[RECORDS SUPPLIED]:
********************

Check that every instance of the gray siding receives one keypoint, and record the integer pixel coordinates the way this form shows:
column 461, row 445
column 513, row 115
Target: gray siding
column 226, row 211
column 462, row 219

********************

[TASK TO COMPLETE]: The records above should be duplicated in full, exactly as given.

[RESULT OF THE TASK]:
Check that every instance of the gray siding receives one keypoint, and record the integer pixel coordinates the way this form shows:
column 461, row 445
column 513, row 115
Target: gray siding
column 226, row 211
column 462, row 219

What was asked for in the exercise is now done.